* BEGIN Material for the task *

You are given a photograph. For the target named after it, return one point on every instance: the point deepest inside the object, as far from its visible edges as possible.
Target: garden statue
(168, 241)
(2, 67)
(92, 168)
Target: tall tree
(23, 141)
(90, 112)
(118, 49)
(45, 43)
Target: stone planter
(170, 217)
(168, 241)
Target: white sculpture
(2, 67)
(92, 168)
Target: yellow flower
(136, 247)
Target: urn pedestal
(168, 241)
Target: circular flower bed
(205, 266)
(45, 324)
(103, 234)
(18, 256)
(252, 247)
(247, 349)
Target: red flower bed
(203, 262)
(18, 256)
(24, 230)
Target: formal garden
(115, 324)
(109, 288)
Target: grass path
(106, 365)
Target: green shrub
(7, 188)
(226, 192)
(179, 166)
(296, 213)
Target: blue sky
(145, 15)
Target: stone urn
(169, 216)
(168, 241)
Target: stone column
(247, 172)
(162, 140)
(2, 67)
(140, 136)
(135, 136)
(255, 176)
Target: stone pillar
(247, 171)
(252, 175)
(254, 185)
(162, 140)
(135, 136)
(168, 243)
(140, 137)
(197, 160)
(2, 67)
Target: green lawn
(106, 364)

* END Material for the task *
* BEGIN Material for the task *

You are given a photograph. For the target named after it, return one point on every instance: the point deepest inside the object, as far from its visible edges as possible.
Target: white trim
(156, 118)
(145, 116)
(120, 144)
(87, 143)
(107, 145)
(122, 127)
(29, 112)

* END Material for the task *

Stated task: How many lines in the rows above contain the word "garden"? Reply with the number alone.

Exercise solution: 2